Document extract
------------------------------------------------------------------------

Kinetics-400. Table VII shows the results on Kinetics-400 without large-scale pre-training. TAdaConvNeXtV2 surpasses most existing approaches with a similar computation budget both when pre-trained on ImageNet-1K and ImageNet-21K. A highlight is observed where our TAdaConvNeXtV2-S with 32 frames outperforms Swin-B by 1.3 using only 57% of the computation.

Table VIII presents the comparison for models with large-scale pre-training. Compared to existing CLIP pre-trained models, TAdaFormer achieves competitive performance. When post-pre-trained on K710, TAdaFormer outperforms UniFormerV2 by a notable margin under similar computation budgets. We also observe better scalability of TAdaFormer when it is compared with TAdaConvNeXtV2.

Something-Something-V1 and V2. We show the performance comparison on temporal-related datasets, i.e., SSV1 and SSV2, in Table IX. TAdaConvNeXt and TAdaFormer achieve a favorable performance against existing convolutional and transformer-based models with identical or similar pre-training sources, respectively. Compared to the best convolutional model TDN-R101, TAdaConvNeXt-B outperforms it by 3.9 and 2.9 on SSV1 and SSV2. Compared to CLIP-pre-trained UniFormerV2-L/14, TAdaFormer-L/14 achieves an improvement of 0.8 and 0.5 on the two datasets.

------------------------------------------------------------------------

Exercise details
Update the video benchmark text from "Something-Something-V1 and V2." to "the two datasets." so that "SSV1" reads "Something-Something-V1" throughout. The data below comes from a separate source.

Stored rows
------------------------------------------------------------------------

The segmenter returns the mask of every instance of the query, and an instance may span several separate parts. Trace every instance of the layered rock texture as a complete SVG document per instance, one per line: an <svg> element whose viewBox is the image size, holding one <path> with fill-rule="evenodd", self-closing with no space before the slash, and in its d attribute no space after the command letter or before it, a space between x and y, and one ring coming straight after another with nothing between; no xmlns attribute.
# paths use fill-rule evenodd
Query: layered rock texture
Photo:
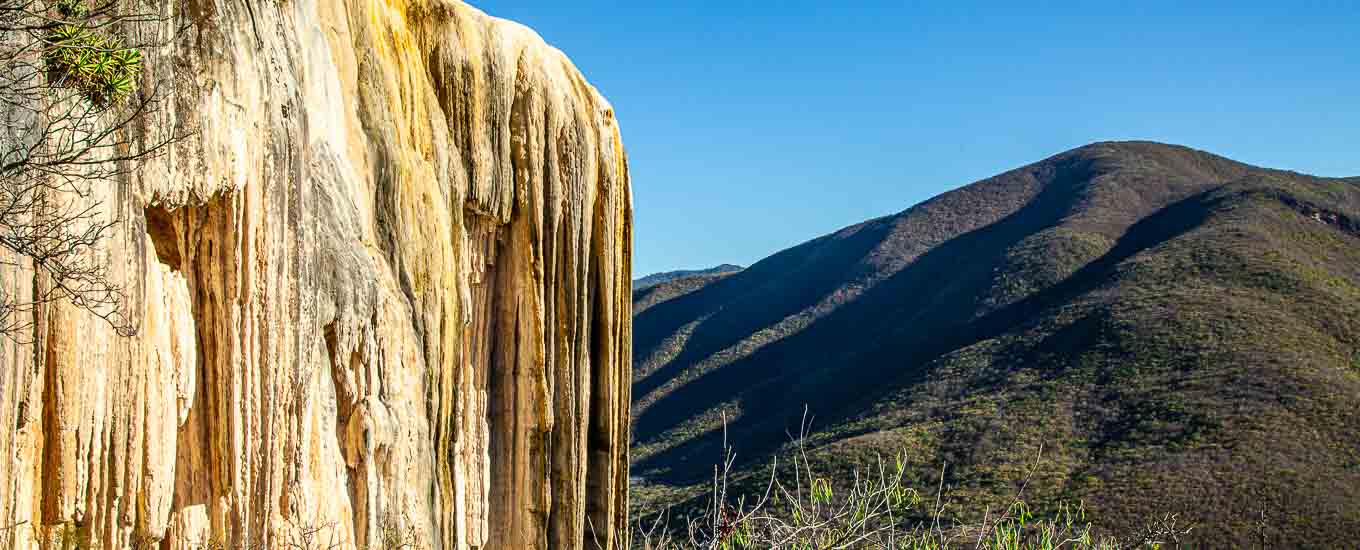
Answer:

------------------------------------------------------------------------

Exercise answer
Something-Something-V1 and V2. We show the performance comparison on temporal-related datasets, i.e., Something-Something-V1 and SSV2, in Table IX. TAdaConvNeXt and TAdaFormer achieve a favorable performance against existing convolutional and transformer-based models with identical or similar pre-training sources, respectively. Compared to the best convolutional model TDN-R101, TAdaConvNeXt-B outperforms it by 3.9 and 2.9 on Something-Something-V1 and SSV2. Compared to CLIP-pre-trained UniFormerV2-L/14, TAdaFormer-L/14 achieves an improvement of 0.8 and 0.5 on the two datasets.